> **WHAT THE TASK ASKS**
Copy the items verbatim, beginning at the line that contains "Where in the photo above do you see the white flower?" and stopping after the line that contains "[402,631,551,752]".

> **SUPPLIED MATERIAL**
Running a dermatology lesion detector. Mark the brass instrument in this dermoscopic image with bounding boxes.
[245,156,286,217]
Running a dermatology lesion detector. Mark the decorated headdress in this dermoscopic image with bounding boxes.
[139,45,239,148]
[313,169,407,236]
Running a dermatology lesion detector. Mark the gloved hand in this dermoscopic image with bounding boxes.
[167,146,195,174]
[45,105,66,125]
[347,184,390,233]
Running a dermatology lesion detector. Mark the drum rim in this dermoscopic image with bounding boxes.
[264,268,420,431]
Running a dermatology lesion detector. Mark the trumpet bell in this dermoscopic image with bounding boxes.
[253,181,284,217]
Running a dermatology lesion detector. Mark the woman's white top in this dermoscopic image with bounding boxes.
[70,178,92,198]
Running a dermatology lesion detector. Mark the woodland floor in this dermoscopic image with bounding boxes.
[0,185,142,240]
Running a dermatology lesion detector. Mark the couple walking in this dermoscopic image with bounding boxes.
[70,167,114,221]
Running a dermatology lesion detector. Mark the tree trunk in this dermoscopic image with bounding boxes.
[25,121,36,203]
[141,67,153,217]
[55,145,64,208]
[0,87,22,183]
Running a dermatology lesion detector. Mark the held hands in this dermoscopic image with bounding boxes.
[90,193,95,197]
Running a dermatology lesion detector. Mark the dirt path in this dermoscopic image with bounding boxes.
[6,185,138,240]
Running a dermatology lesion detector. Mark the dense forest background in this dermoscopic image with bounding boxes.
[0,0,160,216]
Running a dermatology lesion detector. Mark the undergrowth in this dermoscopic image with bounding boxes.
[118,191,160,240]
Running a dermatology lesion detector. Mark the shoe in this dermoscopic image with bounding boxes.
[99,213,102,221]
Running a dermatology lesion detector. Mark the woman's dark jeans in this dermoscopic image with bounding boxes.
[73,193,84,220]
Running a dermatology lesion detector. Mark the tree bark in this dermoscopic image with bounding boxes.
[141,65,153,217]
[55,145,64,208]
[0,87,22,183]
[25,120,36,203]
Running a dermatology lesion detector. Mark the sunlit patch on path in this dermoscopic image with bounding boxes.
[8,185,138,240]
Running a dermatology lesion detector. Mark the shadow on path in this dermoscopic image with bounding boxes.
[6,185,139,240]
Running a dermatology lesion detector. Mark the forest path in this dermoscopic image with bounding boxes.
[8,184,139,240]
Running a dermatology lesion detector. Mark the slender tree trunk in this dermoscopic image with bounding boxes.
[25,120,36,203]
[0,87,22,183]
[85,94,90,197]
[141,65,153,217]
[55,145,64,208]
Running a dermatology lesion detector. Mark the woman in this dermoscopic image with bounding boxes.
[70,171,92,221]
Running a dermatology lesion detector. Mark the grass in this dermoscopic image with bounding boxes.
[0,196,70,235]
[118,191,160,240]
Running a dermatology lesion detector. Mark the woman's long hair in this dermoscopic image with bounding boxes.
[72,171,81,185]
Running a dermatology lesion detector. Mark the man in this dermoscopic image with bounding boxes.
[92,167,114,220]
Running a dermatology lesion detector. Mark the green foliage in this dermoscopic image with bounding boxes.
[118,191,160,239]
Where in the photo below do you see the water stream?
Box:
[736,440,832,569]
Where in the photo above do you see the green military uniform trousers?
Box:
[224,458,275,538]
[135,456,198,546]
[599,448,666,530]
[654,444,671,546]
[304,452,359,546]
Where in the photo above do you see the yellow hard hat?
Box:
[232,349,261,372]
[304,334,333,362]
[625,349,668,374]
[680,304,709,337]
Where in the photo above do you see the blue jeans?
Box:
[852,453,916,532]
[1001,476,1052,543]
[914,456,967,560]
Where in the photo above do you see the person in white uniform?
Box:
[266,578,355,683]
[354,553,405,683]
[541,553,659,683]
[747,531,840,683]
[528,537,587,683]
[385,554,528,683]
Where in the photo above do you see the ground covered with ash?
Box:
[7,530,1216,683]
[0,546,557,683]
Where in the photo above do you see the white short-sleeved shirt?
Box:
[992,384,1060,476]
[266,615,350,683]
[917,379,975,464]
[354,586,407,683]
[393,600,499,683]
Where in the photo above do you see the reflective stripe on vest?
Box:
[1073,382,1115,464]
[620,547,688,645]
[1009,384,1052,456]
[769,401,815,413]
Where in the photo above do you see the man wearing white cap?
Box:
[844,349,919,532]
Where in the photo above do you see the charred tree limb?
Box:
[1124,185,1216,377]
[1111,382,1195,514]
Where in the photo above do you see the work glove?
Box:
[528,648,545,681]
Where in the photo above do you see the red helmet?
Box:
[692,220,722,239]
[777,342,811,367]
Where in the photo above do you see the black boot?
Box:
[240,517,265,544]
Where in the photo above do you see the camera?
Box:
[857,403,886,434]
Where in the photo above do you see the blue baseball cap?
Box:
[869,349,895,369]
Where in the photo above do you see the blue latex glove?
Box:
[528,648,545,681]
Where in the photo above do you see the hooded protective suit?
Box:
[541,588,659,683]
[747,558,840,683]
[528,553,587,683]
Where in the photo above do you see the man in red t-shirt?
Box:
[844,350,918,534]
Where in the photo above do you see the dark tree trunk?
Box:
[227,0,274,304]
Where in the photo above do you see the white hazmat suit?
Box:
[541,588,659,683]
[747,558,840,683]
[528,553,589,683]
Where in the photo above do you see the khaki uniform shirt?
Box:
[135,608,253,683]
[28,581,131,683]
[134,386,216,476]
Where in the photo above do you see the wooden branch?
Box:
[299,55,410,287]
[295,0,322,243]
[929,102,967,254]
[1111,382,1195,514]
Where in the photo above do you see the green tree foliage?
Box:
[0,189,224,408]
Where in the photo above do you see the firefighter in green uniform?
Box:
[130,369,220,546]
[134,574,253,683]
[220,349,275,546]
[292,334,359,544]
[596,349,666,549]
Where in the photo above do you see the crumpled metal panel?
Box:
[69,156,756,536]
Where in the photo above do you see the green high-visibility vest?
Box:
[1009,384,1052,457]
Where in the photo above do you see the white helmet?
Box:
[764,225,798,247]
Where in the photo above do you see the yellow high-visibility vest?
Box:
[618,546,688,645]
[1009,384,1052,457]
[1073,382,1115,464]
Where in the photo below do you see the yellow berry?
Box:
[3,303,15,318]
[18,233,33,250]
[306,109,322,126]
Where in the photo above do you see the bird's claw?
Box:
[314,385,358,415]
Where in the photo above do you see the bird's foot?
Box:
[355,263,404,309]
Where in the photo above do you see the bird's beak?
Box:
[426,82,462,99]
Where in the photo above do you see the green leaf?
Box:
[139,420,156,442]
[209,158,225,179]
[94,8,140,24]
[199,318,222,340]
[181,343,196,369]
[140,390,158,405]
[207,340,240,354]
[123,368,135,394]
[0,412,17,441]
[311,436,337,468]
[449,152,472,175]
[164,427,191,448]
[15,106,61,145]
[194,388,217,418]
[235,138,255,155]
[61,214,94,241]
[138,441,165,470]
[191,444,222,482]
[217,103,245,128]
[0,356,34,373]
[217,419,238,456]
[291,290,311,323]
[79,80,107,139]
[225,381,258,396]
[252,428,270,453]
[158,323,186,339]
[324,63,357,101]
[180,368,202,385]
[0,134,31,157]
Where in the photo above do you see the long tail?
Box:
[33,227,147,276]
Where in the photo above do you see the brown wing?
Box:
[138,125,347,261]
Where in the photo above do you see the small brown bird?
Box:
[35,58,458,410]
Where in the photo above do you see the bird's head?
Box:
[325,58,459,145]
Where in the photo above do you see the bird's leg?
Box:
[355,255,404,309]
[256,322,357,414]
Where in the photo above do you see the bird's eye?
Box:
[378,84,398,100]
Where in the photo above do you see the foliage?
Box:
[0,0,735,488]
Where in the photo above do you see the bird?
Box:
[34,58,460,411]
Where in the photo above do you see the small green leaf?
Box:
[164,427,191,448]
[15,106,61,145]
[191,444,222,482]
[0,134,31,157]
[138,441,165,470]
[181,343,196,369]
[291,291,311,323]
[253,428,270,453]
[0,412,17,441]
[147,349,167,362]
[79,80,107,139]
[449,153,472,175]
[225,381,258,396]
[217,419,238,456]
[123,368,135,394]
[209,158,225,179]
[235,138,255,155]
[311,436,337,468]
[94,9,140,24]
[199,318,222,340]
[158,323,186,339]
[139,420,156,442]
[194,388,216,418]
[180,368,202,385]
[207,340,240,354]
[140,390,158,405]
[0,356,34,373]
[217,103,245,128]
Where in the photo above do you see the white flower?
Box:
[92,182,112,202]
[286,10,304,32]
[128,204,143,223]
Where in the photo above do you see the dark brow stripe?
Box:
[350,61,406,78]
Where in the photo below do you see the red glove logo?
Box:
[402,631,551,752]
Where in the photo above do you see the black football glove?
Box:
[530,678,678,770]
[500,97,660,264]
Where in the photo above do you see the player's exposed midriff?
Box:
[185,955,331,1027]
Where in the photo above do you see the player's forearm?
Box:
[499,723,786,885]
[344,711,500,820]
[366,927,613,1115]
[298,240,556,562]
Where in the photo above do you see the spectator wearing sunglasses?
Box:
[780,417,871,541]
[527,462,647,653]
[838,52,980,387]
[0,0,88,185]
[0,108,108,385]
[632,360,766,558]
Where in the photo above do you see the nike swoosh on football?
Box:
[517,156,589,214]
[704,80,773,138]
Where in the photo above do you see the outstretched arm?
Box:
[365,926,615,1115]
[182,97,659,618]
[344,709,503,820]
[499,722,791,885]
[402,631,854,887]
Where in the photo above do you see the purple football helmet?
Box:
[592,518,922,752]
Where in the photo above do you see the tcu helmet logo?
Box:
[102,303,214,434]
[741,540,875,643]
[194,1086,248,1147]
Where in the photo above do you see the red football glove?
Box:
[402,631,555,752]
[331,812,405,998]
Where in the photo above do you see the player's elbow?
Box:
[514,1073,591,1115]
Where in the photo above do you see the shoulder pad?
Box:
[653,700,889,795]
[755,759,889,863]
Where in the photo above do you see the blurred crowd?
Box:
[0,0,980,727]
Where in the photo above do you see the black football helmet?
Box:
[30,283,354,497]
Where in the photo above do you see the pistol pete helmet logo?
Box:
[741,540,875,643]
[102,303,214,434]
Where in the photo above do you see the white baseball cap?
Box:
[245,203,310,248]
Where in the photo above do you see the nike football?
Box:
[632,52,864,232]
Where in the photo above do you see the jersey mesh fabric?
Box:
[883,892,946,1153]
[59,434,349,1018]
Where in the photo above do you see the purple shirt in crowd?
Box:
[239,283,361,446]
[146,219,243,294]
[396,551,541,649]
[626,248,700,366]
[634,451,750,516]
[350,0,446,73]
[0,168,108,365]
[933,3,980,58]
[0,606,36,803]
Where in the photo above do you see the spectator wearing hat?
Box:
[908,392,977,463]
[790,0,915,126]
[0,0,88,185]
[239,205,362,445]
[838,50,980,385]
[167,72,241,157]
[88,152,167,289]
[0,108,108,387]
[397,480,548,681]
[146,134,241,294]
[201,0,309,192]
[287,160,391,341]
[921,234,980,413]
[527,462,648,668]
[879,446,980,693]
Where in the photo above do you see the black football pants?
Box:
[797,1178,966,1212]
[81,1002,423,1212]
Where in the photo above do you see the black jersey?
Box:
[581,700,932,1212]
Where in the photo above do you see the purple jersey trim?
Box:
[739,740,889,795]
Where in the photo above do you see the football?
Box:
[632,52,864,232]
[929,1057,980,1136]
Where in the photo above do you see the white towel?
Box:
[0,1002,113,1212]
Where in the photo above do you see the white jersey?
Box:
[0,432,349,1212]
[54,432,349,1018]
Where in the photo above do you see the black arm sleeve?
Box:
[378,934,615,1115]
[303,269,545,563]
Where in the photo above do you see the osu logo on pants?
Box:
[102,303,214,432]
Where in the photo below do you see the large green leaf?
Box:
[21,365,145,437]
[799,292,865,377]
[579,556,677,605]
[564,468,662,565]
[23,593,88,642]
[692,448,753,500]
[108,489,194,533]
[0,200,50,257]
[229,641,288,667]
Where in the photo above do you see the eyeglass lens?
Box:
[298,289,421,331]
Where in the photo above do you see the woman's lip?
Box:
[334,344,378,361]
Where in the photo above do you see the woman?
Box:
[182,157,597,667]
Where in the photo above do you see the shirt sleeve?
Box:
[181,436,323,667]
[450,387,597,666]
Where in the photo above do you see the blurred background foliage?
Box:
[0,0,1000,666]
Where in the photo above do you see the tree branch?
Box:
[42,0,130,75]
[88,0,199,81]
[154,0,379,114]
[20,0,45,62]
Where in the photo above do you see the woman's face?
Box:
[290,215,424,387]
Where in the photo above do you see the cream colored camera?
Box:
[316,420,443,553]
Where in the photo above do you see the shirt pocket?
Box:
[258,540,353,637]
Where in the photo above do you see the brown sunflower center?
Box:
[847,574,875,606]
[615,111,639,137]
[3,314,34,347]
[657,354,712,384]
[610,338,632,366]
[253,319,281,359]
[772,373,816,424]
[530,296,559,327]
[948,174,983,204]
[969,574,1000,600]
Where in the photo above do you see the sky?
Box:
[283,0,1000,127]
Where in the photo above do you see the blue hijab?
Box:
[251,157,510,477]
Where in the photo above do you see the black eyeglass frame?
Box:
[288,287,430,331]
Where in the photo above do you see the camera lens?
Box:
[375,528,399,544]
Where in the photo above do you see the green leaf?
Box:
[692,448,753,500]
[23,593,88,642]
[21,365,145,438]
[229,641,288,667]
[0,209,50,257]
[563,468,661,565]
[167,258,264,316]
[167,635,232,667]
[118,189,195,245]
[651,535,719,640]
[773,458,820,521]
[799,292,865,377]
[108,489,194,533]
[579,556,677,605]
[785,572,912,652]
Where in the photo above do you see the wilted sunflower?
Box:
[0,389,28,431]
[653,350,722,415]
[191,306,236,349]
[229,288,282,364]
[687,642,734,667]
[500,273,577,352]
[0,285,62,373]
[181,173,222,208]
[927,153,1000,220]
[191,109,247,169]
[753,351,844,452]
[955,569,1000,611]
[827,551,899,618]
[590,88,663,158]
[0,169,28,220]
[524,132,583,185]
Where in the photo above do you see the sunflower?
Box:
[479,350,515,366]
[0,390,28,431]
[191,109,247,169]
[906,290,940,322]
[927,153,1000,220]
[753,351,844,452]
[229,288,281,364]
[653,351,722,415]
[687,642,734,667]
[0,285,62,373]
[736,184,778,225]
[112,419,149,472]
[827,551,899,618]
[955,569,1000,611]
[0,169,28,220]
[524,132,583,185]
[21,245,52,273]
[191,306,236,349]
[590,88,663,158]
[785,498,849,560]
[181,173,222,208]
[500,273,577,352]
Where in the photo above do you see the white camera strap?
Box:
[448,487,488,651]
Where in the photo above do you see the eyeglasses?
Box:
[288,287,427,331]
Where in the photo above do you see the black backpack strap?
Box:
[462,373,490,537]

> **WORKED ANSWER**
Where in the photo above do you see the white flower?
Box:
[92,182,112,202]
[286,10,304,32]
[128,204,143,223]
Where in the photo above do you see the dark brow stripe?
Box:
[350,61,406,78]
Where in the photo below do you see the red glove logo?
Box:
[402,631,551,752]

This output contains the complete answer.